[GIVEN INSTRUCTION A] Rewrite the accounting notes between "The Company has" and "current year’s presentation.", inclusive, swapping "Black-Scholes" for "binomial lattice".

[SOURCE TEXT]
####################

Financial Instruments

The Company has the following financial instruments: cash, accounts receivable, notes receivable, accounts payable, accrued expenses, and notes payable.  The carrying values of these financial instruments approximate their fair value due to their liquidity or their short-term nature.

Share-Based Compensation

The Company accounts for stock-based awards at fair value on date of grant and recognition of compensation over the service period for awards expected to vest.  The fair value of stock options is determined using the Black-Scholes valuation model, which is consistent with the Company’s valuation techniques previously utilized for options in footnote disclosures.

Reclassifications

Certain amounts from the December 31, 2009, consolidated financial statements have been reclassified to conform with the current year’s presentation.
 
F-11

 
 

 

Note 2.  Recent Accounting Pronouncements

In June 2009, the FASB issued Statement of Financial Accounting Standard (“SFAS”) No. 168, The FASB Accounting Standards Codification and the Hierarchy of Generally Accepted Accounting Principles, a replacement of FASB Statement No. 162.  This statement modifies the GAAP hierarchy by establishing only two levels of GAAP, authoritative and non-authoritative accounting literature.  Effective July 2009, the FASB Accounting Standards Codification (“ASC”), also known collectively as the “Codification,” is considered the single source of authoritative U.S. accounting and reporting standards, except for additional authoritative rules and interpretive releases issued by the Securities and Exchange Commission.  Non-authoritative guidance and literature would include, among other things, FASB Concepts Statements, American Institute of Certified Public Accountants Issue Papers and Technical Practice Aids, and accounting textbooks.  The Codification was developed to organize GAAP pronouncements by topic so that users can more easily access authoritative accounting guidance.  It is organized by topic, subtopic, section, and paragraph, each of which is identified by a numerical designation.  The adoption has not had a material effect on the Company’s consolidated financial statements.

####################

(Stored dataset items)
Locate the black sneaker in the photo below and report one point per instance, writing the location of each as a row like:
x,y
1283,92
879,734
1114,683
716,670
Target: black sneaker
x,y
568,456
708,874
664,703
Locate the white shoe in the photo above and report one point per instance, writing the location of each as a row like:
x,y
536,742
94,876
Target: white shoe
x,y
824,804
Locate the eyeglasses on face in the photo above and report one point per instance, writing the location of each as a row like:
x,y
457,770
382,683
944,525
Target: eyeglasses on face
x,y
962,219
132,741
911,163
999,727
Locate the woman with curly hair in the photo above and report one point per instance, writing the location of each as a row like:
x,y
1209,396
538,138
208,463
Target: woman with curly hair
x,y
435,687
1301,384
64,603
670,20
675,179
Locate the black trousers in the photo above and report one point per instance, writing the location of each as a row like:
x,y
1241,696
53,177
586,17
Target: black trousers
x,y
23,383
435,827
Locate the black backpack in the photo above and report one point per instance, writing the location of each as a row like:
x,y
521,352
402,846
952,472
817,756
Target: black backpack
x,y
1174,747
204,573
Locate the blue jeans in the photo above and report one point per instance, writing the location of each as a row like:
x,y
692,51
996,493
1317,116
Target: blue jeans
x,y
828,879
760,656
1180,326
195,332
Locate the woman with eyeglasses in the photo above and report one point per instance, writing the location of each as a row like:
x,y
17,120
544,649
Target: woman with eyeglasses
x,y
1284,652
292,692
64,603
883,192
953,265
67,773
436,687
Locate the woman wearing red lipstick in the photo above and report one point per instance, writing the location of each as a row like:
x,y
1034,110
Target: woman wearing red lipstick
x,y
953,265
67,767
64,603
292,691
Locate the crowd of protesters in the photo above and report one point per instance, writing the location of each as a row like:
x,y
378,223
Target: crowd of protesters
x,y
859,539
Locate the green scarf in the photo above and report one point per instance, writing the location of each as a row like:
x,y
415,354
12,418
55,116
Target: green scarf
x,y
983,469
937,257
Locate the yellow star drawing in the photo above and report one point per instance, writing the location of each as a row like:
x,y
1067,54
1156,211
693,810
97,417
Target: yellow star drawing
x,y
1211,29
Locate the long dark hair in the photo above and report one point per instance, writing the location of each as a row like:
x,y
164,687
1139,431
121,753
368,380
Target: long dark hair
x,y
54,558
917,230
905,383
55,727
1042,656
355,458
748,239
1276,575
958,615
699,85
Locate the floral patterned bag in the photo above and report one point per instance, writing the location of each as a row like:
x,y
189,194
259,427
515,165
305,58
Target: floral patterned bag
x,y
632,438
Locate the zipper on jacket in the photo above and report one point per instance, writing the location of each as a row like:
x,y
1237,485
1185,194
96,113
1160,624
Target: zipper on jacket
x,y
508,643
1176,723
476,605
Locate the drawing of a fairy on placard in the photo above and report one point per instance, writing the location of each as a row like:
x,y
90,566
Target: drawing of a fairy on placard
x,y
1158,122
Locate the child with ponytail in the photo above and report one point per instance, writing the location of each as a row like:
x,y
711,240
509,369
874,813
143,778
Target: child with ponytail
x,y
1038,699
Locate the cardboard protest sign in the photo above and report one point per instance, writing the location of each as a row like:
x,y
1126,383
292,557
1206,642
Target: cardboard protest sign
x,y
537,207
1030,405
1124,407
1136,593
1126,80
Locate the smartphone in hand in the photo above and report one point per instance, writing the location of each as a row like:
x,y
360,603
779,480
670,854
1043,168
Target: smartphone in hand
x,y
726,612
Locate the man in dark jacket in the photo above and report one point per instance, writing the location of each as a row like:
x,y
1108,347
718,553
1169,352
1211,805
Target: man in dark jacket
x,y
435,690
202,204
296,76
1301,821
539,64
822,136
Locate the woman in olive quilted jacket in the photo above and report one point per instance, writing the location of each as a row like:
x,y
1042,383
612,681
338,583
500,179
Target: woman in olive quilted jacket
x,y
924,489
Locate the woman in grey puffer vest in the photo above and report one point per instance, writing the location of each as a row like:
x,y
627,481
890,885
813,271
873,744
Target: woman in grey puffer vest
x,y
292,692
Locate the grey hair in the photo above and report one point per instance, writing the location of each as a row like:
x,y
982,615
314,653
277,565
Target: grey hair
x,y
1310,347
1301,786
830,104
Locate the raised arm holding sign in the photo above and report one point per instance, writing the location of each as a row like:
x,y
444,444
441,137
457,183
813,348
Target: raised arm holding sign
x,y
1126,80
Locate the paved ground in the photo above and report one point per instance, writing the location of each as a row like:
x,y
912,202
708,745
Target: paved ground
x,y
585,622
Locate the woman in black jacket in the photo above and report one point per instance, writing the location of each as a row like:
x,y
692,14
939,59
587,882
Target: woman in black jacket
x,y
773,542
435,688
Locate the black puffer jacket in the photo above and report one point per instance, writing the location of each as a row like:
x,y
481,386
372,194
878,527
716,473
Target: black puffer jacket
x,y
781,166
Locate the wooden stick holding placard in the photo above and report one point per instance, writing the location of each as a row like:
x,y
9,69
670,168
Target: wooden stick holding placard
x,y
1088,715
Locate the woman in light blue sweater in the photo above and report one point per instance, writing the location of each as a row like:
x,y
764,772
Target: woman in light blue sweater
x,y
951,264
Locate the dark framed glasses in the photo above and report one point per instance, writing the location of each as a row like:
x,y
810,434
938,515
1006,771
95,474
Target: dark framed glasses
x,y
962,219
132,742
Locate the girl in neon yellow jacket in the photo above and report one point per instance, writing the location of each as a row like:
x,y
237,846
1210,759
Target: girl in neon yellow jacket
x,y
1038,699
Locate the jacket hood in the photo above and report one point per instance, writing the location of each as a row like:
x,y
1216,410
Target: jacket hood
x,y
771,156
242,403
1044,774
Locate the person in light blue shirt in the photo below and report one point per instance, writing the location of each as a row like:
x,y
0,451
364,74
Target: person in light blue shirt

####################

[GIVEN INSTRUCTION B] Identify each line of the records that contains the string "scarf", treating case as significant, and copy those lines.

[WRITTEN REPLY A]
The Company has the following financial instruments: cash, accounts receivable, notes receivable, accounts payable, accrued expenses, and notes payable.  The carrying values of these financial instruments approximate their fair value due to their liquidity or their short-term nature.

Share-Based Compensation

The Company accounts for stock-based awards at fair value on date of grant and recognition of compensation over the service period for awards expected to vest.  The fair value of stock options is determined using the binomial lattice valuation model, which is consistent with the Company’s valuation techniques previously utilized for options in footnote disclosures.

Reclassifications

Certain amounts from the December 31, 2009, consolidated financial statements have been reclassified to conform with the current year’s presentation.

[WRITTEN REPLY B]
Locate the green scarf in the photo above and report one point per instance, writing the location of each as a row like:
Target: green scarf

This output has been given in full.